Reproduce the listing below line for line, with no changes.

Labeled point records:

====================

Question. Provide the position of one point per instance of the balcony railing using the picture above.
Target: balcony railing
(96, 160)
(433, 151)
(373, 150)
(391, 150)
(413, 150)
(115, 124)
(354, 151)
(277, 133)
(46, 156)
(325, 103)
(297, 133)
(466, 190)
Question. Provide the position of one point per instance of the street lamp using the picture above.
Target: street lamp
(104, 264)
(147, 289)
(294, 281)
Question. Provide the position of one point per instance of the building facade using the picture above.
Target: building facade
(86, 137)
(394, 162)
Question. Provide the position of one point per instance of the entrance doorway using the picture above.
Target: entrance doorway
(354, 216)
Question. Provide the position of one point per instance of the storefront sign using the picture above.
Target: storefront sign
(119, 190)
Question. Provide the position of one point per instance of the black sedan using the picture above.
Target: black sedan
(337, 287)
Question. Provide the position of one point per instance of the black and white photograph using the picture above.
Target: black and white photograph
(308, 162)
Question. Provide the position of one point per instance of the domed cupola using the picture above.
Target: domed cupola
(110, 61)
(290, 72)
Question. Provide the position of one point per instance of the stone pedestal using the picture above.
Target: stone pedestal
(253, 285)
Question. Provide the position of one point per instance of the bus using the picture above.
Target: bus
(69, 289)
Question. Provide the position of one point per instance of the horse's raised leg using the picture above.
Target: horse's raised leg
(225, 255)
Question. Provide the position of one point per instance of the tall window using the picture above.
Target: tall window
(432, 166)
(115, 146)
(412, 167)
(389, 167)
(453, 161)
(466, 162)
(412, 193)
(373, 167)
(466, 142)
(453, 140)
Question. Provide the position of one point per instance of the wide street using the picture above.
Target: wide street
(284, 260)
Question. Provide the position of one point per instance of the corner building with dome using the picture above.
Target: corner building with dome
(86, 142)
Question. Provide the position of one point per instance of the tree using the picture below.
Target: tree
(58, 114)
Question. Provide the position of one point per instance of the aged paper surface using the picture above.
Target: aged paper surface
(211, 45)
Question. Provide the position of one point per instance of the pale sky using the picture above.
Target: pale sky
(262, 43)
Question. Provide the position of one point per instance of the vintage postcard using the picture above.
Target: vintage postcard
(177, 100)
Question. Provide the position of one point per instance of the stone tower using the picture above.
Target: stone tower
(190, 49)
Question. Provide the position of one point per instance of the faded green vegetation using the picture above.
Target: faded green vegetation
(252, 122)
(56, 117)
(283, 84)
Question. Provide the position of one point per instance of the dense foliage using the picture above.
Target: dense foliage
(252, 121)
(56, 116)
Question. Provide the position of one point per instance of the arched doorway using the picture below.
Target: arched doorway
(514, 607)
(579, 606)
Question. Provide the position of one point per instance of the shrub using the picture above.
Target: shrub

====================

◆ Output for this task:
Question. Provide the position of one point per instance of the balcony railing using the picture above.
Target: balcony railing
(96, 160)
(433, 151)
(373, 150)
(391, 150)
(413, 150)
(115, 124)
(354, 151)
(277, 133)
(46, 156)
(325, 103)
(297, 133)
(466, 190)
Question. Provide the position of one point per instance of the street lamp using the picture above.
Target: street lamp
(104, 264)
(147, 289)
(294, 281)
Question. Provide the position of one point per instance of the building facade using the picture above.
Target: building facade
(86, 137)
(394, 162)
Question. Provide the position of one point per instance of the entrance doorway using the picture above.
Target: entrance doorway
(354, 216)
Question. Provide the position of one point per instance of the storefront sign using the picture above.
Target: storefront sign
(119, 190)
Question. Provide the position of one point per instance of the black sedan using the picture above.
Target: black sedan
(337, 287)
Question. Provide the position of one point per instance of the black and white photograph using the picture above.
Target: black and white photograph
(308, 162)
Question. Provide the position of one point per instance of the domed cupola using the picture above.
Target: domed cupola
(110, 61)
(290, 72)
Question. Provide the position of one point per instance of the stone pedestal using the picture above.
Target: stone pedestal
(253, 285)
Question. Provide the position of one point per instance of the bus using the picture above.
Target: bus
(69, 289)
Question. Provide the position of one point per instance of the horse's raised leg using the picture above.
Target: horse's raised leg
(225, 255)
Question. Provide the position of one point per instance of the tall window using the picture above.
Target: tall window
(432, 166)
(115, 146)
(412, 167)
(389, 167)
(453, 161)
(466, 162)
(412, 193)
(373, 167)
(466, 142)
(453, 140)
Question. Provide the position of one point per instance of the wide street using the picture above.
Target: wide street
(284, 260)
Question. Provide the position of one point per instance of the corner building with dome using the picture above.
Target: corner building with dome
(86, 142)
Question. Provide the position of one point per instance of the tree using the picture below.
Target: tree
(58, 114)
Question. Provide the position of one point per instance of the aged paper surface using the picture above.
Target: aged paper surface
(211, 45)
Question. Provide the position of one point per instance of the pale sky using the picture above.
Target: pale sky
(262, 43)
Question. Provide the position of one point per instance of the vintage postcard using the picture above.
Target: vintage postcard
(177, 100)
Question. Provide the position of one point per instance of the stone tower using the picture above.
Target: stone tower
(190, 49)
Question. Provide the position of one point per instance of the faded green vegetation using the picture above.
Target: faded green vegetation
(252, 122)
(56, 117)
(283, 84)
Question. Provide the position of one point per instance of the dense foliage using the picture above.
Target: dense foliage
(252, 121)
(56, 116)
Question. Provide the position of one point per instance of the arched doorway using the picture below.
Target: arched doorway
(514, 607)
(579, 606)
Question. Provide the position of one point per instance of the shrub using the picture above.
Target: shrub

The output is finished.